## Your goal
Please copy all of the items below word for word, leaving the pictures out of your answer.

## The input
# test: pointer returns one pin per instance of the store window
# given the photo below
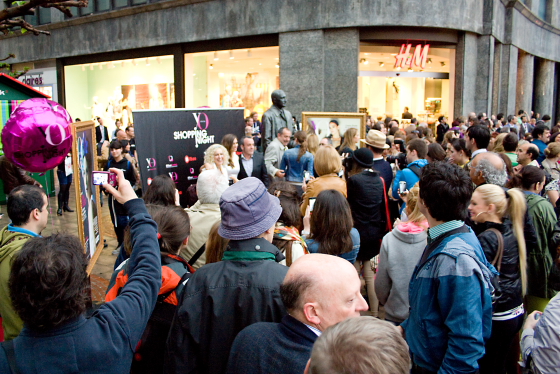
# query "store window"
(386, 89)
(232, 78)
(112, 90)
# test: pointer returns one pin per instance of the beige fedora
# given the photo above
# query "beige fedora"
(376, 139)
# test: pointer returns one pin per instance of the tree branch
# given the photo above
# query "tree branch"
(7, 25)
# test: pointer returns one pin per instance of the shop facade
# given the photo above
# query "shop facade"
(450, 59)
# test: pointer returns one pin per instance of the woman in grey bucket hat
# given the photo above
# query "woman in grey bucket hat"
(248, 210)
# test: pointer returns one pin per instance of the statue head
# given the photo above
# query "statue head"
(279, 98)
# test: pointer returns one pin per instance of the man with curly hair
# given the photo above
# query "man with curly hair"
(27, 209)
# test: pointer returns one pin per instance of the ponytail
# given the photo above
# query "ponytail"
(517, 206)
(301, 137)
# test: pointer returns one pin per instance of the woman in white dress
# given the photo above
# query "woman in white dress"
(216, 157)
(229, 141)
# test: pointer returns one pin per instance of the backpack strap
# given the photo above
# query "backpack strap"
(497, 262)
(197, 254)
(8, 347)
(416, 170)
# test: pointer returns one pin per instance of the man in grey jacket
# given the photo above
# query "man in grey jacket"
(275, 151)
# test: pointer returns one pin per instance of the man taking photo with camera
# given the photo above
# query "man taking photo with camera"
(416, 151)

## Answer for the task
# test: pointer returns one pin per instance of the store window
# given the photo below
# query "store window"
(386, 89)
(232, 78)
(112, 90)
# test: pointer returns one pin per instance of the beige fedora
# given the photo above
# query "beige fedora"
(376, 139)
# test: pointer returns one pin per instance of the tree branch
# given the photo above
# query "tree branch"
(7, 25)
# test: pointer returns one pin per instance of the shop facade
# given the photo above
# query "shop facade"
(450, 59)
# test: pointer returns one pin per instance of the woman in grey bucket hat
# given the photo above
# query "woman in grey bucket hat"
(248, 210)
# test: pointer returns one pin per instance of the statue head
# given the photo above
# query "statue head"
(279, 98)
# test: pointer returns one pin per instance of the man with curly hair
# given the photo above
# query "man with curly hair"
(27, 209)
# test: pointer returns one pin per instance of the ponytail
# given the photo above
# query "ponytail"
(517, 206)
(301, 137)
# test: pointer returns one pin per instance of the woman in white dress
# given the photo above
# query "woman in white dress"
(216, 157)
(229, 141)
# test: pointer returns one pin per instance of the backpack strap
# given the photo above
# query "backpack strap"
(497, 262)
(197, 254)
(8, 347)
(416, 170)
# test: pointer returns one pin per instance of the man in grey jacket
# given the photo above
# query "man in grey jacket"
(275, 151)
# test: pointer returns one pin per instance of the man taking photo with camera
# given the photo above
# query "man taking photo with camera"
(416, 151)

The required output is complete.